◆ YOUR GOAL ◆
Reproduce the items below, beginning at their start and continuing through the line containing "--holes even-odd", with both ends included. Leave the pictures out of your answer.

◆ THE INPUT ◆
______

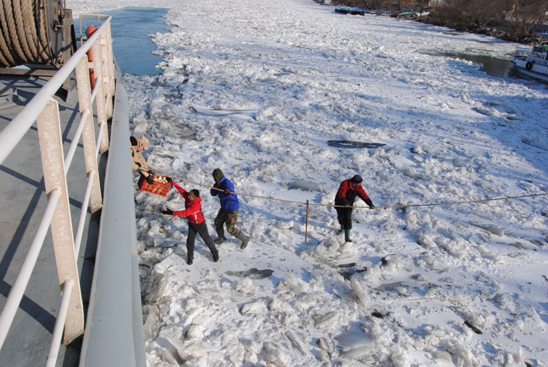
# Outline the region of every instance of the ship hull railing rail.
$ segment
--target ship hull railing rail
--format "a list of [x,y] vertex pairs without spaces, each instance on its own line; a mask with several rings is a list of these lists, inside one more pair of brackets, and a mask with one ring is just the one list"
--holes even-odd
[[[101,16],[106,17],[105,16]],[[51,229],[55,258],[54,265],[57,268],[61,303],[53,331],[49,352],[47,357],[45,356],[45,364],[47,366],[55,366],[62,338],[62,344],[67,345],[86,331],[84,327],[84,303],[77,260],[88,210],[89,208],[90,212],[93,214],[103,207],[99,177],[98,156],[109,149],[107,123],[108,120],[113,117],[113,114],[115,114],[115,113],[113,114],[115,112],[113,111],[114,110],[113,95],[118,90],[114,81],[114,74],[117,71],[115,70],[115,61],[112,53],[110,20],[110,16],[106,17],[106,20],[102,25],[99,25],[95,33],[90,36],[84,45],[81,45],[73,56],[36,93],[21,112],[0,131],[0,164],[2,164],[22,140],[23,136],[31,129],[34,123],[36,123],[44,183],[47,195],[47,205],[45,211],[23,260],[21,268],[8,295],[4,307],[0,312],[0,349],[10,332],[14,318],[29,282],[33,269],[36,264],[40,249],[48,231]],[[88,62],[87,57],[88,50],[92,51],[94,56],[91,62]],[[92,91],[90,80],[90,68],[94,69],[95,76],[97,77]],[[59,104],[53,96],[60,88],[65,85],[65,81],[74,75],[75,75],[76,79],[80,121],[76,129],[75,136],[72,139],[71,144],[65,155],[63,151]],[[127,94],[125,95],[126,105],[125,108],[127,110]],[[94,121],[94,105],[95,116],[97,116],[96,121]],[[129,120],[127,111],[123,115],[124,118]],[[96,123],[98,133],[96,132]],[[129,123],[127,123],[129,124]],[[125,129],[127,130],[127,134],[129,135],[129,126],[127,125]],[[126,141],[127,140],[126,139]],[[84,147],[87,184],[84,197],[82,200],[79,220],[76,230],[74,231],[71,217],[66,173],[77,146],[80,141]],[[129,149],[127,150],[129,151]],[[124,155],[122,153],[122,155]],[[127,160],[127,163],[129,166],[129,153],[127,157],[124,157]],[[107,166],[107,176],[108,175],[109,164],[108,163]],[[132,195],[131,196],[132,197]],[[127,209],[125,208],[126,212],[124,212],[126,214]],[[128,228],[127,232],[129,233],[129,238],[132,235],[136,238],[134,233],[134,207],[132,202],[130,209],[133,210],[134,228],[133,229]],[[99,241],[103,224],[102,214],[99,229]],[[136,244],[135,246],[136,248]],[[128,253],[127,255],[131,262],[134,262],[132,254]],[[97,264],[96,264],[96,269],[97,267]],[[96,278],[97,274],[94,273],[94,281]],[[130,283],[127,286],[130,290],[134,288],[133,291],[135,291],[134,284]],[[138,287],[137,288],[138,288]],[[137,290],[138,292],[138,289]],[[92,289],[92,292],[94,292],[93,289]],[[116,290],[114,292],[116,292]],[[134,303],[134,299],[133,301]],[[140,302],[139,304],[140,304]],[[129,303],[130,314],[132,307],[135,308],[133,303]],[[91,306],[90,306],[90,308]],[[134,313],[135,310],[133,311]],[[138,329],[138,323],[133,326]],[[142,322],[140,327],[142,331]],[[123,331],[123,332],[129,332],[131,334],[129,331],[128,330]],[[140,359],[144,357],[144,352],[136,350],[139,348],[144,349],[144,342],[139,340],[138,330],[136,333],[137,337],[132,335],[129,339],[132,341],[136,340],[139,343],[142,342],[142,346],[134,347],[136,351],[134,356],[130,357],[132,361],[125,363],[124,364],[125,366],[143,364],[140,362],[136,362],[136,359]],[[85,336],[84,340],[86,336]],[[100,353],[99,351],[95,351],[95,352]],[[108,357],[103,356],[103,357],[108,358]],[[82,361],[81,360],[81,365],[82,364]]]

______

◆ THE SOLUTION ◆
# Outline the region of every instance of the ship hull railing rail.
$ segment
--target ship hull railing rail
--format "a list of [x,y] vertex pairs without spaces, each instance on its own line; a mask with several rings is a list of these lists, inside one more pair of brackets, and a mask with one ring is just the one list"
--holes even-odd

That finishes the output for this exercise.